(EXCERPT TO READ):
------------------------------------

These proteins exist only in the animal kingdom from Caenorhabditis elegans to the humans. The EBF orthologues in Drosophila melanogaster (Collier) and C. elegans (Unc-3) are involved in neurogenesis, which might be regulated through genetic interactions between EBF and the hedgehog or notch pathway (8). In the mouse, all four members of the EBF family are expressed in olfactory receptor neurons, where they regulate the expression of olfactory genes (5, 9). During mouse embryogenesis, EBF members are expressed in early postmitotic neurons from the midbrain to the spinal cord and at specific sites in the embryonic forebrain, suggesting that they may regulate neuronal maturation in the central nervous system (CNS; refs. 8, 10, 11). EBF2 is expressed in the embryonic CNS (12) and targeted inactivation of EBF2 has revealed roles for EBF2 in peripheral nerve morphogenesis, migration of hormone-producing neurons, and projection of olfactory neurons (9, 13). During neuronal differentiation, the members in the EBF family might have distinct roles. For example, the mouse EBF2 seems to act earlier than EBF1 or EBF3. In Xenopus, EBF3 is implicated in promoting differentiation of specific neuronal subtypes (3, 8).
In addition to roles in neuronal differentiation, the EBF family of transcription factors are also implicated in other developmental pathways. It has been extensively documented that EBF1 is essential for B-cell development (14, 15). EBF1-deficient mice produce only B-biased progenitor cells but not mature B cells (16). EBF2 is a regulator of osteoblast-dependent differentiation of osteoclasts and targeted disruption of EBF2 resulted in reduced bone mass (17). Although mice deficient for EBF1 and EBF2 are viable (9, 13, 16, 17), homozygous EBF3 knockout mice exhibited neonatal lethality before postnatal day 2, suggesting that EBF family members are not functionally redundant (9).

------------------------------------

(PROVIDED DATA):
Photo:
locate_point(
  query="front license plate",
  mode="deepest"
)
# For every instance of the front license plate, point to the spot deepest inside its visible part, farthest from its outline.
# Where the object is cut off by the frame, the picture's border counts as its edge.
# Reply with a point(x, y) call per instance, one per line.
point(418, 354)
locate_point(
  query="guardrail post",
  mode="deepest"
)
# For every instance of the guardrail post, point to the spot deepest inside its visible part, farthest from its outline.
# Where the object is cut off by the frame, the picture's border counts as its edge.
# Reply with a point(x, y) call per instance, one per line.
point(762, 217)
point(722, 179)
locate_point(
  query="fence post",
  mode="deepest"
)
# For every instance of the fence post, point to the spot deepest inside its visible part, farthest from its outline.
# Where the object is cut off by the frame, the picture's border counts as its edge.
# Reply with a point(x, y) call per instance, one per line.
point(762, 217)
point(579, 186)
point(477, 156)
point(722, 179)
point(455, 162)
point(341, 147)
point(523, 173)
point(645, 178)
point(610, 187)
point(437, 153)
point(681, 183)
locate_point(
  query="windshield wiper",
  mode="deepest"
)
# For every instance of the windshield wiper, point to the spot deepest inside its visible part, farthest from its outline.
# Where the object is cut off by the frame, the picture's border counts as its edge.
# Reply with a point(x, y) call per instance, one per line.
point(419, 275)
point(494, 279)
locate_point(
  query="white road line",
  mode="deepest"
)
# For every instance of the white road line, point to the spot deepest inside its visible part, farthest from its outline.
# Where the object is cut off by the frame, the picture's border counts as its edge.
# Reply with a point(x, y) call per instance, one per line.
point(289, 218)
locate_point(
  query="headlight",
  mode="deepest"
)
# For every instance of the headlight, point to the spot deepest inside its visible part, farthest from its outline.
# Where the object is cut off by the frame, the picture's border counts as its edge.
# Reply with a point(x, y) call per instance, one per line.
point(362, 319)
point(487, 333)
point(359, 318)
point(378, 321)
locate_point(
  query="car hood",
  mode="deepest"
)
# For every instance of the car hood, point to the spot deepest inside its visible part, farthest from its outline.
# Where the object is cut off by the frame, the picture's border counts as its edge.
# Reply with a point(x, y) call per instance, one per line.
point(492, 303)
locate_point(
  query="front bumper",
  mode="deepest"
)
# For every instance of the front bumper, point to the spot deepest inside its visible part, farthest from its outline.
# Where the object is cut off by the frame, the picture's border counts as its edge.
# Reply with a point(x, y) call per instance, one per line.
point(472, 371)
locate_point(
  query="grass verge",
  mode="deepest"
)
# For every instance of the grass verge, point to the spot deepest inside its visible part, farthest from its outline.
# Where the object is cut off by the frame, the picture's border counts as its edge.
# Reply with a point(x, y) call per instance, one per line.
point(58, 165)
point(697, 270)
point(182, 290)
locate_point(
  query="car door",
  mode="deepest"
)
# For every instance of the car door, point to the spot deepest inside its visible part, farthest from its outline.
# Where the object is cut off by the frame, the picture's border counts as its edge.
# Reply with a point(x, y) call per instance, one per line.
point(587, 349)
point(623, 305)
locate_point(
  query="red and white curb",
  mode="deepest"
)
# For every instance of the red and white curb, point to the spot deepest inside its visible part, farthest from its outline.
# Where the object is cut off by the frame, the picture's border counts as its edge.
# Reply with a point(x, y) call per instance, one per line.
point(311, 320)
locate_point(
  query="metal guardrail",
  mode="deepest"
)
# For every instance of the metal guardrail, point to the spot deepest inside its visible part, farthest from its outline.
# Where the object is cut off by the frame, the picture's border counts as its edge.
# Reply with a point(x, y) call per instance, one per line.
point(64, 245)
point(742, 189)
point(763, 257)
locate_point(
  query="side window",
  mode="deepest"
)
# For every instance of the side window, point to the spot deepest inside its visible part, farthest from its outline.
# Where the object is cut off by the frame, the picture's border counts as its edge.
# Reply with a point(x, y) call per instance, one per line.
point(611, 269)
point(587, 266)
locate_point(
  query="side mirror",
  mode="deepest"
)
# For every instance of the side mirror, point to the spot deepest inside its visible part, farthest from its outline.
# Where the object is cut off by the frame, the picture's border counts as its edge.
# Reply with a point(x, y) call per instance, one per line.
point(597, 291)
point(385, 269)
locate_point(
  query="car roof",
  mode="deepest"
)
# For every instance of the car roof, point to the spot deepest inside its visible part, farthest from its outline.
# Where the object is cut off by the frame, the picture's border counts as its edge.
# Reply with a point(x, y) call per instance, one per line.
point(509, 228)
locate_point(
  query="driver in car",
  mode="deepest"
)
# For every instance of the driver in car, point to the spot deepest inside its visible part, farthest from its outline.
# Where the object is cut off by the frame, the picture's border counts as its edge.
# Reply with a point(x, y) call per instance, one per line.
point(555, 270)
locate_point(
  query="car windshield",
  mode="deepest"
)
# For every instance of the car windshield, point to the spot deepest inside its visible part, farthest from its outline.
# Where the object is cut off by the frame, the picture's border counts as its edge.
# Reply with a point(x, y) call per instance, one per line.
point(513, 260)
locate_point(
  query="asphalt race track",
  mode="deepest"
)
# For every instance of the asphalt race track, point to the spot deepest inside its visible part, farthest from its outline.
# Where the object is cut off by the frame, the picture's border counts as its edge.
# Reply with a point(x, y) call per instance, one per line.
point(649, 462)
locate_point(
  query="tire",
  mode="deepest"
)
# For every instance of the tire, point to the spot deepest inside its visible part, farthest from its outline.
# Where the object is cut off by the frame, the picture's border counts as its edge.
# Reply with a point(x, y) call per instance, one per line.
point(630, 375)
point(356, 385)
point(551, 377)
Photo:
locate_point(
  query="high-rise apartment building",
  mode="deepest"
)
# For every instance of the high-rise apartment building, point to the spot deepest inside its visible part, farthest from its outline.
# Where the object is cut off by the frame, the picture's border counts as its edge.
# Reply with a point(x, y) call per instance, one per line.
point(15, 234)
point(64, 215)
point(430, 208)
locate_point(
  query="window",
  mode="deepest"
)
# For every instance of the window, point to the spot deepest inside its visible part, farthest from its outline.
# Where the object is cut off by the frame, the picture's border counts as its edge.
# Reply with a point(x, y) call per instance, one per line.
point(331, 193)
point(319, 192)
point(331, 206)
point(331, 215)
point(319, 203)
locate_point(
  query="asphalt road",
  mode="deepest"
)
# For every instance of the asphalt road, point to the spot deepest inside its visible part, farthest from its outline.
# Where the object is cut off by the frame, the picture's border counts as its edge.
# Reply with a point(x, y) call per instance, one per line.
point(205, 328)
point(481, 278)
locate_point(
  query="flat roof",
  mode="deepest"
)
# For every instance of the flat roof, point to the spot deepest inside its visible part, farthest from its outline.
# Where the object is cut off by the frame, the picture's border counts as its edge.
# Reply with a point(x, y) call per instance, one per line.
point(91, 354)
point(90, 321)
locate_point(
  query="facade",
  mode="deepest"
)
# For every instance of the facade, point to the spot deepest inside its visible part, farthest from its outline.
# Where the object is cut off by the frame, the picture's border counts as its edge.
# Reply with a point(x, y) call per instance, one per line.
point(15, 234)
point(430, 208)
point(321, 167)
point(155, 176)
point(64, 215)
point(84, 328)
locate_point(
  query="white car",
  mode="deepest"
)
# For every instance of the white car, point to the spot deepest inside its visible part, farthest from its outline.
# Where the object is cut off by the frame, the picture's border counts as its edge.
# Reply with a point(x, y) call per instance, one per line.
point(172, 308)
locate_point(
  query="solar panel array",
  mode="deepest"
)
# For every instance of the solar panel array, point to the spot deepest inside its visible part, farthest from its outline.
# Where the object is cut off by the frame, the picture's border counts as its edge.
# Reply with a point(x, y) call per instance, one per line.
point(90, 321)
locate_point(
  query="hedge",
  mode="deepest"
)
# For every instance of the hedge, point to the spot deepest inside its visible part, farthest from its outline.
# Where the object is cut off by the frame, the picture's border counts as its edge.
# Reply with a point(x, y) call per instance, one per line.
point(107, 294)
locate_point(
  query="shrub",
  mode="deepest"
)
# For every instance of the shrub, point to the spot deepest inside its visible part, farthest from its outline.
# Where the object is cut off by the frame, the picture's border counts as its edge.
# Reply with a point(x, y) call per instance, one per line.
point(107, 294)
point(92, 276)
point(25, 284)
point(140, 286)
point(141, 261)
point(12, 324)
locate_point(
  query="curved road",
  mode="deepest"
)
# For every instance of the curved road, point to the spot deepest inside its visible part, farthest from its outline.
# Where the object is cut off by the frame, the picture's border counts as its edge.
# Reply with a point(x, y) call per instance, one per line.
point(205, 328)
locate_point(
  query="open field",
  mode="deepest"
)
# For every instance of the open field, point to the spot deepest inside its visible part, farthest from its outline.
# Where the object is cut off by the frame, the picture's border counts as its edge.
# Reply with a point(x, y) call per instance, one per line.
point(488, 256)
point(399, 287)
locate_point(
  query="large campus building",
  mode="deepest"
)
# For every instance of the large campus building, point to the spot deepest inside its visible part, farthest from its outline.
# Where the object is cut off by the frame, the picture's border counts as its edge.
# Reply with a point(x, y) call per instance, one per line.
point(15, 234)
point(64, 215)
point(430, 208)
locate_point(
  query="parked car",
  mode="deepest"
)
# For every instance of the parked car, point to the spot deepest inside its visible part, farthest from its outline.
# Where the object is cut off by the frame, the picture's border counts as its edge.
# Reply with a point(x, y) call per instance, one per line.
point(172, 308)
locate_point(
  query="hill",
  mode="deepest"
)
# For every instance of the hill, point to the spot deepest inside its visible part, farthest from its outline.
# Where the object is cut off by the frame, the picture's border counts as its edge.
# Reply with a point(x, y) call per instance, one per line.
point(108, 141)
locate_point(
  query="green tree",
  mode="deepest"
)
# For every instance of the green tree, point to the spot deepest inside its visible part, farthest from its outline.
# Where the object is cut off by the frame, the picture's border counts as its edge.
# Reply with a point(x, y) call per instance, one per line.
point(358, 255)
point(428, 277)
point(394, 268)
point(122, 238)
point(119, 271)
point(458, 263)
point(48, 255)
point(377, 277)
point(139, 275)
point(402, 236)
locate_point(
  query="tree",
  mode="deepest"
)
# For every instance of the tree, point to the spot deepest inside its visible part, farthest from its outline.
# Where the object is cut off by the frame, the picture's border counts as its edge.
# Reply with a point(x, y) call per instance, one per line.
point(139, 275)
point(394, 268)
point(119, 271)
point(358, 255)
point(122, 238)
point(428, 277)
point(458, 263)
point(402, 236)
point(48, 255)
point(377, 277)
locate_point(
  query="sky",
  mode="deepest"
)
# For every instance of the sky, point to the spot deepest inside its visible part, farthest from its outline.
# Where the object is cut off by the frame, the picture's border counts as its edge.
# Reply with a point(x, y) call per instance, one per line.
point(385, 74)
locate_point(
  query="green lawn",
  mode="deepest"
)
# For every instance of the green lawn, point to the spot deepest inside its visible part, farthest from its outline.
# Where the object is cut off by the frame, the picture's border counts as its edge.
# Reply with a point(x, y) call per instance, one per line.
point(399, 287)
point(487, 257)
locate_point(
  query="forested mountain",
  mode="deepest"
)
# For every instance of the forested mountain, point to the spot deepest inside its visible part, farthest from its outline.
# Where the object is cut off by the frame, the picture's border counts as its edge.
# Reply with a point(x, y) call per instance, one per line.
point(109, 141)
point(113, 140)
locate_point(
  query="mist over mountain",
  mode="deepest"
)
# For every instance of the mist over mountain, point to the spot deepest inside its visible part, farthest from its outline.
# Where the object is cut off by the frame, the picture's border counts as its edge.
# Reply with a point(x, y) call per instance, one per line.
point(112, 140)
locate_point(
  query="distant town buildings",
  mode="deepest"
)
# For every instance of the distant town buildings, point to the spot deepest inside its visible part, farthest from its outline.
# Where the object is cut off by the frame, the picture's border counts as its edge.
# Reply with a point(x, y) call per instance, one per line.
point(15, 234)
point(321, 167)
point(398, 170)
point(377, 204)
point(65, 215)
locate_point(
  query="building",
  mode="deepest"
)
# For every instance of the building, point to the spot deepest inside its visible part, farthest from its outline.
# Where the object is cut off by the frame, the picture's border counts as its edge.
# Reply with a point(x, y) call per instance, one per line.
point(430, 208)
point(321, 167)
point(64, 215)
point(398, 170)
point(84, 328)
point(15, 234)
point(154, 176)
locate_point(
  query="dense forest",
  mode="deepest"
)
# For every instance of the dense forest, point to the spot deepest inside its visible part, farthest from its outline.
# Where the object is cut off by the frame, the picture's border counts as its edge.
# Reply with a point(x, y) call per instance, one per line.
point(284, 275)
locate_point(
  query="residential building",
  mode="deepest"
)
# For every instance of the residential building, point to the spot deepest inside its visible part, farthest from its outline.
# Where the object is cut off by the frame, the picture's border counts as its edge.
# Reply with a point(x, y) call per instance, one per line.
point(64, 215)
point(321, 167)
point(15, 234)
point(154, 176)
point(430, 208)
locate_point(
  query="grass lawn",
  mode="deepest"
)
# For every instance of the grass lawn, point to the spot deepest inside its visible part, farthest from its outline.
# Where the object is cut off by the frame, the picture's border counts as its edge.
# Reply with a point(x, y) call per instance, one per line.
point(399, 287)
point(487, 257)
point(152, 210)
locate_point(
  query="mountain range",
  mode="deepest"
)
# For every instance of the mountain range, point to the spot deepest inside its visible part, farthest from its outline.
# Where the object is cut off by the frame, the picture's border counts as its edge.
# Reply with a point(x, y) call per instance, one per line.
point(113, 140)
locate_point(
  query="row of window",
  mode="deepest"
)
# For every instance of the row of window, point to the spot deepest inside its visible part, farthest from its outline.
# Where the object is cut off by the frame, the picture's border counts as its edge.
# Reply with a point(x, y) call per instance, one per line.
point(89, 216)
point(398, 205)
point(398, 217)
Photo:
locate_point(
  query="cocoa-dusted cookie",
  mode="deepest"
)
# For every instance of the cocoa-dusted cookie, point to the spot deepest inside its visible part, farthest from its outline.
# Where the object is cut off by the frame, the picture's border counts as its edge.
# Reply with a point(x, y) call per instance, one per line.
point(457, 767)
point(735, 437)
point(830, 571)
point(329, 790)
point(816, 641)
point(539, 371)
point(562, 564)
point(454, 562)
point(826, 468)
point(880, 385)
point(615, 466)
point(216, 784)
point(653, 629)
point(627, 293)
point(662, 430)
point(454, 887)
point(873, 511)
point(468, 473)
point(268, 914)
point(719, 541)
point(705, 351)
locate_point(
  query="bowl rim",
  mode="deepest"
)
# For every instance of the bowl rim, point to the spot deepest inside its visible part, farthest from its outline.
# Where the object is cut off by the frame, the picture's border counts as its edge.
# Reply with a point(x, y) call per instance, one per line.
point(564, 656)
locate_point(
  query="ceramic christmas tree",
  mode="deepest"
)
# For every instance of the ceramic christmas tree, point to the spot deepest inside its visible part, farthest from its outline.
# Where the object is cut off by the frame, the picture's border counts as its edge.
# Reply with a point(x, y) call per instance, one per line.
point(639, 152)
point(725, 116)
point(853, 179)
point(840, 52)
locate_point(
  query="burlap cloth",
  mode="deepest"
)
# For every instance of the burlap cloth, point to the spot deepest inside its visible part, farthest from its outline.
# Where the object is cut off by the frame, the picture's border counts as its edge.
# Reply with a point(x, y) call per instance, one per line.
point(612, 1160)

------------------------------------

(WORK INSTRUCTION 1): In the excerpt on EBF transcription factors, by which postnatal day had homozygous EBF3 knockout mice died?
(WORK INSTRUCTION 2): Extend the excerpt on EBF transcription factors, starting after its final sentence.

(ANSWER BOX 1): Before postnatal day 2.

(ANSWER BOX 2):
A genome-wide screen using integrated genomic and epigenetic analyses revealed that the EBF3 locus at the human chromosome 10q26.3 is biallelically altered by methylation and/or deletion in most high-grade brain tumor cases (18). Whereas EBF3 was found to be inactivated in 50% of grade II tumors, 83% of grade III and 90% of grade IV brain tumors have mutated (deleted) or silenced EBF3 locus (18). Consistently, EBF3 is expressed in normal brain cells but is silenced in brain tumor cells (18). These data suggest that EBF3 is a potential tumor suppressor in brain tumors, although what functions of EBF3 at biochemical or cellular levels are implicated in tumor suppression remain unknown. Furthermore, whether EBF3 inactivation is involved in the development of tumors of other tissue origins has not been examined. In this study, we show that inactivation of the EBF3 locus occurs not only in brain tumors but also in breast, colorectal, liver, and bone tumor cells. Strikingly, expression of EBF3 in tumor cells resulted in growth suppression and apoptosis. In cells with EBF3 expression, genes involved in growth suppression were activated, whereas those involved in cell growth and proliferation were suppressed. Therefore, EBF3 regulates a transcriptional program that may underpin its tumor suppression function.
Materials and Methods
Antibodies. Antibodies to Bax, caspase-3, CDC2, cyclin-dependent kinase (CDK) 2, cyclin A, Daxx, EBF, p16 (CDKN2A), p21cip1/waf1 (hereafter called p21), p27kip1 (hereafter called p27), p57kip2 (hereafter called p57), p107 (Rbl1), and poly(ADP-ribose) polymerase (PARP) were from Santa Cruz Biotechnology (Santa Cruz, CA); those to AKT, Bcl-xL, and myeloid cell leukemia-1 (Mcl-1) were from Cell Signaling (Danvers, MA); and antibodies to extracellular signal-regulated kinase 1/2 (ERK1/2), FLAG, and α-tubulin were from Sigma (St. Louis, MO). The anti–Janus kinase 1 (JAK1) antibody was from BD Biosciences (San Jose, CA).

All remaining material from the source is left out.